▸ **Entries provided**
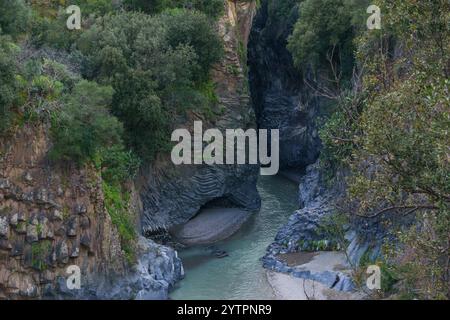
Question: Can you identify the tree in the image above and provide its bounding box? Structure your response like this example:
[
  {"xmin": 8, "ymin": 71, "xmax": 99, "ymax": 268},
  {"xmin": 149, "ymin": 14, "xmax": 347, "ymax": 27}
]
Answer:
[
  {"xmin": 78, "ymin": 9, "xmax": 221, "ymax": 159},
  {"xmin": 0, "ymin": 0, "xmax": 31, "ymax": 37},
  {"xmin": 50, "ymin": 80, "xmax": 123, "ymax": 164}
]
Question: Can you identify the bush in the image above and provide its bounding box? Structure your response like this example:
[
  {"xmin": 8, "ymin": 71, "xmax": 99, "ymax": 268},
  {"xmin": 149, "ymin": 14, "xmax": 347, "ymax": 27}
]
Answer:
[
  {"xmin": 78, "ymin": 10, "xmax": 220, "ymax": 159},
  {"xmin": 124, "ymin": 0, "xmax": 224, "ymax": 19},
  {"xmin": 288, "ymin": 0, "xmax": 368, "ymax": 78},
  {"xmin": 50, "ymin": 80, "xmax": 123, "ymax": 164},
  {"xmin": 0, "ymin": 36, "xmax": 19, "ymax": 134},
  {"xmin": 0, "ymin": 0, "xmax": 31, "ymax": 37}
]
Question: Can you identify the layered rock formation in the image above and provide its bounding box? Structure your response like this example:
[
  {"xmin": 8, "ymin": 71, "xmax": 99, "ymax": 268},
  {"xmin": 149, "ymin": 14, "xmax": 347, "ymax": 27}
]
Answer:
[
  {"xmin": 0, "ymin": 126, "xmax": 125, "ymax": 298},
  {"xmin": 248, "ymin": 0, "xmax": 322, "ymax": 168},
  {"xmin": 139, "ymin": 1, "xmax": 260, "ymax": 234}
]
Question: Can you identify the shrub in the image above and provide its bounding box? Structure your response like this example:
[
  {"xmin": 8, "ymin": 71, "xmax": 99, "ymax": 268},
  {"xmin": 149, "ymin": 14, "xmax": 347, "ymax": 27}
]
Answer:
[
  {"xmin": 78, "ymin": 10, "xmax": 220, "ymax": 159},
  {"xmin": 50, "ymin": 80, "xmax": 123, "ymax": 164},
  {"xmin": 0, "ymin": 0, "xmax": 31, "ymax": 37},
  {"xmin": 0, "ymin": 36, "xmax": 19, "ymax": 134},
  {"xmin": 288, "ymin": 0, "xmax": 368, "ymax": 78}
]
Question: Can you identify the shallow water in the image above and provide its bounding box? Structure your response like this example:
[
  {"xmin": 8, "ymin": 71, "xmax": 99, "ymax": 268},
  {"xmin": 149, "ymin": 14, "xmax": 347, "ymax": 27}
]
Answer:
[{"xmin": 170, "ymin": 176, "xmax": 298, "ymax": 300}]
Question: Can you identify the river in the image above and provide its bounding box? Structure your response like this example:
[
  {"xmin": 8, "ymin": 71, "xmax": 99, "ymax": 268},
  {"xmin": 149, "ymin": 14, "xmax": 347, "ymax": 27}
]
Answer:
[{"xmin": 170, "ymin": 176, "xmax": 298, "ymax": 300}]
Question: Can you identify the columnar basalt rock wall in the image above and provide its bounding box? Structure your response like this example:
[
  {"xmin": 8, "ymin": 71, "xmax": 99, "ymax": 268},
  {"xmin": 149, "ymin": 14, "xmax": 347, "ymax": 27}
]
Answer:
[
  {"xmin": 248, "ymin": 0, "xmax": 323, "ymax": 169},
  {"xmin": 0, "ymin": 126, "xmax": 125, "ymax": 299},
  {"xmin": 138, "ymin": 1, "xmax": 260, "ymax": 232}
]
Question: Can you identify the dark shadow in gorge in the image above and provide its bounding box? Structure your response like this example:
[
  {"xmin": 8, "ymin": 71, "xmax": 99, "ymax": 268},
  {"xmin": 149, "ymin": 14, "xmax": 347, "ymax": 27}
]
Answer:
[{"xmin": 248, "ymin": 0, "xmax": 322, "ymax": 169}]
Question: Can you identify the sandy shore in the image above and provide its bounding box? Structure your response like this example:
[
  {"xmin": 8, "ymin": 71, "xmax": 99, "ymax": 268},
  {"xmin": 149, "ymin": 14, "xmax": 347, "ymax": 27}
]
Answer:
[
  {"xmin": 267, "ymin": 252, "xmax": 364, "ymax": 300},
  {"xmin": 171, "ymin": 208, "xmax": 251, "ymax": 246}
]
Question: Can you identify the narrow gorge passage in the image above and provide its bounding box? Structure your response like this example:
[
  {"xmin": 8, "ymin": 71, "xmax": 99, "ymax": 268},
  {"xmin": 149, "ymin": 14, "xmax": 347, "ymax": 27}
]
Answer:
[{"xmin": 170, "ymin": 176, "xmax": 298, "ymax": 300}]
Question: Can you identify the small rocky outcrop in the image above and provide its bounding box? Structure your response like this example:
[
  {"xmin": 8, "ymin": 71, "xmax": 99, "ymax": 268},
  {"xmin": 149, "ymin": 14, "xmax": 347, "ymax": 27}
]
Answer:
[{"xmin": 262, "ymin": 164, "xmax": 354, "ymax": 291}]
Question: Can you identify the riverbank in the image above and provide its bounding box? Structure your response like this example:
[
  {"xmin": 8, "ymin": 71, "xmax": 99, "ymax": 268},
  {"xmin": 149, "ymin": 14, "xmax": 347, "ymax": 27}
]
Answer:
[
  {"xmin": 267, "ymin": 251, "xmax": 364, "ymax": 300},
  {"xmin": 170, "ymin": 176, "xmax": 298, "ymax": 300},
  {"xmin": 267, "ymin": 271, "xmax": 364, "ymax": 300}
]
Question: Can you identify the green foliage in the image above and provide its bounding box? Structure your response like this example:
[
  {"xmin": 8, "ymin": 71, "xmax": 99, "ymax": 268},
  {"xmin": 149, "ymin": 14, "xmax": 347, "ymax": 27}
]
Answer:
[
  {"xmin": 30, "ymin": 10, "xmax": 82, "ymax": 50},
  {"xmin": 321, "ymin": 0, "xmax": 450, "ymax": 299},
  {"xmin": 103, "ymin": 183, "xmax": 137, "ymax": 264},
  {"xmin": 288, "ymin": 0, "xmax": 368, "ymax": 78},
  {"xmin": 0, "ymin": 36, "xmax": 19, "ymax": 135},
  {"xmin": 161, "ymin": 10, "xmax": 223, "ymax": 82},
  {"xmin": 124, "ymin": 0, "xmax": 224, "ymax": 19},
  {"xmin": 98, "ymin": 145, "xmax": 141, "ymax": 185},
  {"xmin": 50, "ymin": 80, "xmax": 123, "ymax": 164}
]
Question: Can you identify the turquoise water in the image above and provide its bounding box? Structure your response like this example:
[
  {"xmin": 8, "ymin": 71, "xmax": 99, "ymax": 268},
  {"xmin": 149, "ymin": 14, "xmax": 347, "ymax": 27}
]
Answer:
[{"xmin": 170, "ymin": 176, "xmax": 298, "ymax": 300}]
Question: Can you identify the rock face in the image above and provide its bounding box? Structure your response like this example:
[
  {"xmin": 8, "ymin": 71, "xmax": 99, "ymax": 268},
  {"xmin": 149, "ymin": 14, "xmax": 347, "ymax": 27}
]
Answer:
[
  {"xmin": 248, "ymin": 0, "xmax": 322, "ymax": 168},
  {"xmin": 0, "ymin": 126, "xmax": 184, "ymax": 299},
  {"xmin": 0, "ymin": 125, "xmax": 126, "ymax": 299},
  {"xmin": 139, "ymin": 1, "xmax": 260, "ymax": 234},
  {"xmin": 262, "ymin": 164, "xmax": 354, "ymax": 291}
]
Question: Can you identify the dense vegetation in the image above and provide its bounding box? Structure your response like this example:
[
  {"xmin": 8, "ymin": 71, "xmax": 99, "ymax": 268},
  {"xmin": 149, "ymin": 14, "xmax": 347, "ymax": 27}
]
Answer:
[
  {"xmin": 289, "ymin": 0, "xmax": 450, "ymax": 299},
  {"xmin": 0, "ymin": 0, "xmax": 224, "ymax": 260}
]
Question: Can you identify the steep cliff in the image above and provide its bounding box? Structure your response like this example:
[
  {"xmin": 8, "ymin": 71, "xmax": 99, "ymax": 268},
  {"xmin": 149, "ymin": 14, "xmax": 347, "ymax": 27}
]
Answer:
[
  {"xmin": 0, "ymin": 1, "xmax": 260, "ymax": 299},
  {"xmin": 139, "ymin": 1, "xmax": 260, "ymax": 234},
  {"xmin": 248, "ymin": 0, "xmax": 322, "ymax": 168}
]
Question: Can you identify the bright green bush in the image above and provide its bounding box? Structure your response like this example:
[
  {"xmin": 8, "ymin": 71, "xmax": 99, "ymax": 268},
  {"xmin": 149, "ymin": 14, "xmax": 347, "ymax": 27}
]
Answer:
[
  {"xmin": 288, "ymin": 0, "xmax": 368, "ymax": 78},
  {"xmin": 0, "ymin": 0, "xmax": 31, "ymax": 37},
  {"xmin": 78, "ymin": 9, "xmax": 221, "ymax": 159},
  {"xmin": 124, "ymin": 0, "xmax": 224, "ymax": 18}
]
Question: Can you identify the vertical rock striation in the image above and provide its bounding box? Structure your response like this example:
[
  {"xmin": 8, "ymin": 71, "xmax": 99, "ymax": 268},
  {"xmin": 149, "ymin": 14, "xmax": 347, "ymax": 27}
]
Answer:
[
  {"xmin": 248, "ymin": 0, "xmax": 321, "ymax": 169},
  {"xmin": 139, "ymin": 1, "xmax": 260, "ymax": 233}
]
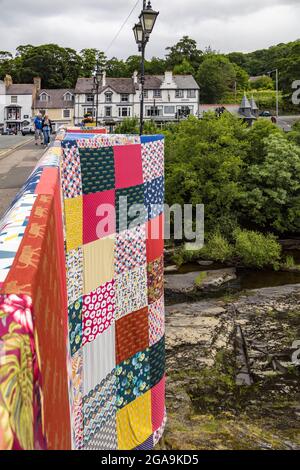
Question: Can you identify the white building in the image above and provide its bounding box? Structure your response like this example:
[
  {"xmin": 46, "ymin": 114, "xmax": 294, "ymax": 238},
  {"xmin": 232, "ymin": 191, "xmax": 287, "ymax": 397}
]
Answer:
[
  {"xmin": 74, "ymin": 72, "xmax": 199, "ymax": 127},
  {"xmin": 0, "ymin": 75, "xmax": 36, "ymax": 131}
]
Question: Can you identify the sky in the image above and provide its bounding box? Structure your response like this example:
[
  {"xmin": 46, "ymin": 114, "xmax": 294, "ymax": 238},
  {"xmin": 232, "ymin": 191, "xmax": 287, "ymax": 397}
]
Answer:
[{"xmin": 0, "ymin": 0, "xmax": 300, "ymax": 58}]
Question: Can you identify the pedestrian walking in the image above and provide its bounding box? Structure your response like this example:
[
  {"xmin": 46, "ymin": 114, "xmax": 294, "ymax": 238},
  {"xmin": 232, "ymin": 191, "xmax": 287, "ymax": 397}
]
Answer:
[
  {"xmin": 42, "ymin": 114, "xmax": 52, "ymax": 145},
  {"xmin": 33, "ymin": 114, "xmax": 43, "ymax": 145}
]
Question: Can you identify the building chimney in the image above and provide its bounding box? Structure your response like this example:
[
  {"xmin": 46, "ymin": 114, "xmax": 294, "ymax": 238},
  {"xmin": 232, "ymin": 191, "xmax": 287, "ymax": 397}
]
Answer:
[
  {"xmin": 4, "ymin": 75, "xmax": 13, "ymax": 88},
  {"xmin": 165, "ymin": 71, "xmax": 173, "ymax": 85},
  {"xmin": 33, "ymin": 77, "xmax": 42, "ymax": 93},
  {"xmin": 132, "ymin": 70, "xmax": 139, "ymax": 85},
  {"xmin": 102, "ymin": 70, "xmax": 106, "ymax": 88}
]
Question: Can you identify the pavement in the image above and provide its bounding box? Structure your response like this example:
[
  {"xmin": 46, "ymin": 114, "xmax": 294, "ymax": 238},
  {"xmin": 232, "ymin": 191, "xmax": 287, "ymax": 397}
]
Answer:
[
  {"xmin": 0, "ymin": 140, "xmax": 45, "ymax": 218},
  {"xmin": 0, "ymin": 135, "xmax": 33, "ymax": 159}
]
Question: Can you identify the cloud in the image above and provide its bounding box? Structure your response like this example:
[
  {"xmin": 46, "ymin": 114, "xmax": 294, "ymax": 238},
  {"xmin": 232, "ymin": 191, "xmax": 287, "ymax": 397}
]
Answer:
[{"xmin": 0, "ymin": 0, "xmax": 300, "ymax": 58}]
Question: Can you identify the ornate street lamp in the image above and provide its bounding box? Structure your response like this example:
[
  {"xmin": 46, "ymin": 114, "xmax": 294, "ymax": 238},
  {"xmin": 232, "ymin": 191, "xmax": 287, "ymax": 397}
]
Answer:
[
  {"xmin": 93, "ymin": 64, "xmax": 103, "ymax": 127},
  {"xmin": 133, "ymin": 0, "xmax": 159, "ymax": 135}
]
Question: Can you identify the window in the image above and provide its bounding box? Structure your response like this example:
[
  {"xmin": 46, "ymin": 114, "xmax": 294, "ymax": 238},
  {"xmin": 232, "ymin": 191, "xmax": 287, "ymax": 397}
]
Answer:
[
  {"xmin": 175, "ymin": 90, "xmax": 184, "ymax": 98},
  {"xmin": 105, "ymin": 91, "xmax": 112, "ymax": 103},
  {"xmin": 64, "ymin": 93, "xmax": 73, "ymax": 101},
  {"xmin": 187, "ymin": 90, "xmax": 196, "ymax": 98},
  {"xmin": 85, "ymin": 94, "xmax": 94, "ymax": 103},
  {"xmin": 105, "ymin": 106, "xmax": 112, "ymax": 117},
  {"xmin": 146, "ymin": 106, "xmax": 163, "ymax": 117},
  {"xmin": 63, "ymin": 109, "xmax": 71, "ymax": 119},
  {"xmin": 40, "ymin": 93, "xmax": 49, "ymax": 101},
  {"xmin": 164, "ymin": 106, "xmax": 175, "ymax": 114},
  {"xmin": 121, "ymin": 93, "xmax": 129, "ymax": 103},
  {"xmin": 119, "ymin": 108, "xmax": 131, "ymax": 117}
]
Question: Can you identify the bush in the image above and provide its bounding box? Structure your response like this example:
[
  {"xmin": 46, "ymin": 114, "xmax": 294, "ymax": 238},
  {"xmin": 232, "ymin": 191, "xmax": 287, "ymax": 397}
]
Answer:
[
  {"xmin": 202, "ymin": 232, "xmax": 234, "ymax": 263},
  {"xmin": 235, "ymin": 230, "xmax": 281, "ymax": 269}
]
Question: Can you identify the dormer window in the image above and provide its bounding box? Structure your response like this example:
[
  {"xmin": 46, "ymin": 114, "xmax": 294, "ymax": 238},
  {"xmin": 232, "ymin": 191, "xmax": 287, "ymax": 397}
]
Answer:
[
  {"xmin": 40, "ymin": 93, "xmax": 49, "ymax": 101},
  {"xmin": 64, "ymin": 93, "xmax": 73, "ymax": 101},
  {"xmin": 105, "ymin": 91, "xmax": 112, "ymax": 103}
]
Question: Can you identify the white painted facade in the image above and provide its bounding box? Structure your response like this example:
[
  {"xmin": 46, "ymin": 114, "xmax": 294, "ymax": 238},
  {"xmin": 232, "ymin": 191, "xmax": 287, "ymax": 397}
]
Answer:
[{"xmin": 75, "ymin": 72, "xmax": 200, "ymax": 125}]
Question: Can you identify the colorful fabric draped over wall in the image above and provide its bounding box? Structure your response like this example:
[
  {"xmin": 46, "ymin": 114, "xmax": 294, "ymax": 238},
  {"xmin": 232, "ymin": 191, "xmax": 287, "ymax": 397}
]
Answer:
[
  {"xmin": 61, "ymin": 134, "xmax": 166, "ymax": 450},
  {"xmin": 0, "ymin": 130, "xmax": 166, "ymax": 450}
]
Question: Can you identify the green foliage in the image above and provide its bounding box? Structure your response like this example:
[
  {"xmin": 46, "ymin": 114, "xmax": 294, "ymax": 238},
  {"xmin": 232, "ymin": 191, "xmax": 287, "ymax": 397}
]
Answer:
[
  {"xmin": 240, "ymin": 133, "xmax": 300, "ymax": 233},
  {"xmin": 115, "ymin": 118, "xmax": 139, "ymax": 134},
  {"xmin": 202, "ymin": 231, "xmax": 234, "ymax": 263},
  {"xmin": 251, "ymin": 75, "xmax": 274, "ymax": 90},
  {"xmin": 197, "ymin": 54, "xmax": 237, "ymax": 103},
  {"xmin": 235, "ymin": 230, "xmax": 281, "ymax": 269}
]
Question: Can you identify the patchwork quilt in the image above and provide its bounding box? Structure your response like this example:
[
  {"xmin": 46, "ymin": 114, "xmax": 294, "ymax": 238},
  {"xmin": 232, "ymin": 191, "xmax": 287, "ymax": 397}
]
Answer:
[
  {"xmin": 61, "ymin": 132, "xmax": 166, "ymax": 450},
  {"xmin": 0, "ymin": 129, "xmax": 166, "ymax": 450}
]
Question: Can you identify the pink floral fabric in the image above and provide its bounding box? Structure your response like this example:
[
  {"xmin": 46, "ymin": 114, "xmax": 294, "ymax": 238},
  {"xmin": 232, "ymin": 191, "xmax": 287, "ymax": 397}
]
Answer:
[
  {"xmin": 115, "ymin": 225, "xmax": 147, "ymax": 274},
  {"xmin": 149, "ymin": 297, "xmax": 165, "ymax": 346},
  {"xmin": 82, "ymin": 281, "xmax": 115, "ymax": 345},
  {"xmin": 142, "ymin": 140, "xmax": 164, "ymax": 182}
]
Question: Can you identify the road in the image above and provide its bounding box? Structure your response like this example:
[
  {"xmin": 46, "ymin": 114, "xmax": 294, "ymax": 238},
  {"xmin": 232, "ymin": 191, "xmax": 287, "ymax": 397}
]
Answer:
[{"xmin": 0, "ymin": 140, "xmax": 45, "ymax": 218}]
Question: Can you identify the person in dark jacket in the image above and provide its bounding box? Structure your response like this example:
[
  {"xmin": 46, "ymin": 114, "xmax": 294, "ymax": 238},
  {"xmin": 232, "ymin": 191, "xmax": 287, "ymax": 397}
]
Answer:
[{"xmin": 42, "ymin": 114, "xmax": 52, "ymax": 145}]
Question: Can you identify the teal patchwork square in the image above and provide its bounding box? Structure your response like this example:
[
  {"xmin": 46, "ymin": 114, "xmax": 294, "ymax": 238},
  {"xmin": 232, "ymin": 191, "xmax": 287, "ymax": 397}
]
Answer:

▸ **Task goal**
Identify every line in the listing above that contains the word "fabric", and copy each such line.

▸ **Answer to this exercise**
Question: Can you identify the colorful fabric draped over wall in the image above and provide its bounding box? Structure your response like this example:
Question: Can you identify the pink floral fabric in the image above and provide its bounding box? Structure your response like this example:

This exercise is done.